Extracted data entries
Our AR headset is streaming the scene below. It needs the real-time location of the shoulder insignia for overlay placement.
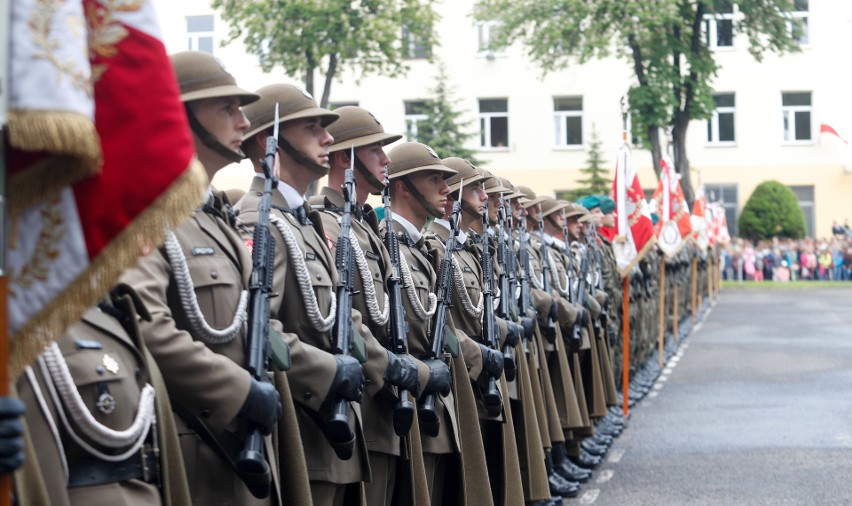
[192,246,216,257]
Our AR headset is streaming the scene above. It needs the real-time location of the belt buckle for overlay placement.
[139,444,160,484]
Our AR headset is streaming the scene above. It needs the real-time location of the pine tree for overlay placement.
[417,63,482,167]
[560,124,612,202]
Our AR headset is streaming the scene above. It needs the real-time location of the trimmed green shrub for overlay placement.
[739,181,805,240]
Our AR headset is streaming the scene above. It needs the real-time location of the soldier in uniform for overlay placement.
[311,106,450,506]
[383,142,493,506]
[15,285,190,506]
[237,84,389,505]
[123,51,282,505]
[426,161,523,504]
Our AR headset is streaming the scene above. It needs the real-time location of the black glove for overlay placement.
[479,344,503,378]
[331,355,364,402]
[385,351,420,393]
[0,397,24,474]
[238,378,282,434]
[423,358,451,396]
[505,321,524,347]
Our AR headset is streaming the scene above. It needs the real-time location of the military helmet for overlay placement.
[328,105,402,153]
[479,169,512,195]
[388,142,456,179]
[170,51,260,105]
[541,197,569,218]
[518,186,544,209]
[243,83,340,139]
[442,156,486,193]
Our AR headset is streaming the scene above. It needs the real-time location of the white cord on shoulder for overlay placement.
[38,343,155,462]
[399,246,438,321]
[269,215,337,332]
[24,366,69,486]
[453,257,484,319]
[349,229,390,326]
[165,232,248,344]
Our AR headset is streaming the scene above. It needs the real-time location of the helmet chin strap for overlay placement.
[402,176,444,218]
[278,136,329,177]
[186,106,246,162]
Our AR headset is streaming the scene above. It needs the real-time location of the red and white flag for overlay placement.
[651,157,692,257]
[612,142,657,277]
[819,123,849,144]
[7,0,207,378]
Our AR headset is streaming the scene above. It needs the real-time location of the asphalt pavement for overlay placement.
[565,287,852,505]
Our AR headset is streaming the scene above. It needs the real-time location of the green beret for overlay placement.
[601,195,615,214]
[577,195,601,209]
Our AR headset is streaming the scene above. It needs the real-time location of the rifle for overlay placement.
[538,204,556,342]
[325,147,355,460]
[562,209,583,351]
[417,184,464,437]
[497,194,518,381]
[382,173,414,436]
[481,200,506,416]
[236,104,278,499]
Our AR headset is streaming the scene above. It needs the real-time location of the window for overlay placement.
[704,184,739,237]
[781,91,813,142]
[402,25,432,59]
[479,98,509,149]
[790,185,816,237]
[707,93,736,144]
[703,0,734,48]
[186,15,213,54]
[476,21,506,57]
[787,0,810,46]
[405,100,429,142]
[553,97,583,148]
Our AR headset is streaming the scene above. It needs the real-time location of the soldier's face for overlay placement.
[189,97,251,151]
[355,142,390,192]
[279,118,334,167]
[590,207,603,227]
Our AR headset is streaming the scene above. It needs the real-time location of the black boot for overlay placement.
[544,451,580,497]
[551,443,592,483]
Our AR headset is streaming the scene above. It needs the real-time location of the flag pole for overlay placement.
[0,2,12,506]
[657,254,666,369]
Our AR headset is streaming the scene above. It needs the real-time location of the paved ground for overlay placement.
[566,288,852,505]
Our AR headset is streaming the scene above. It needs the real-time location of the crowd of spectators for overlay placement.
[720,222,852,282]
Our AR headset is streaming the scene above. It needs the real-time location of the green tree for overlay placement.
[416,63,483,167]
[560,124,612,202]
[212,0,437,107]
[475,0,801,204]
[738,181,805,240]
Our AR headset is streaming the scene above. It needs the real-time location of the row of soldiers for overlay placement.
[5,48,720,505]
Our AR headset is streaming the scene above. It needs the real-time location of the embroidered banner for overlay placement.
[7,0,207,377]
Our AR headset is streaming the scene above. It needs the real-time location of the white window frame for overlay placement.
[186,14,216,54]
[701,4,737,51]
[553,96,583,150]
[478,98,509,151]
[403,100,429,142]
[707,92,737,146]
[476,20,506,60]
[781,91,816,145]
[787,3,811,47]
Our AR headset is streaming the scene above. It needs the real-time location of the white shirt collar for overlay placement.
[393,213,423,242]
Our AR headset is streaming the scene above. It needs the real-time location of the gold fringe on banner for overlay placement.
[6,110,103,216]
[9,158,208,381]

[REQUIRED TASK]
Which lines of the data above contain the word "tree"? Locate each one and copy it in full.

[COMPLETED TASK]
Our AR headset is streaming the scene above. It needs the real-time location of the pine tree for overlay placement.
Our AR headset is streaming the scene above. It needs the real-time location of the green tree for overlay placement.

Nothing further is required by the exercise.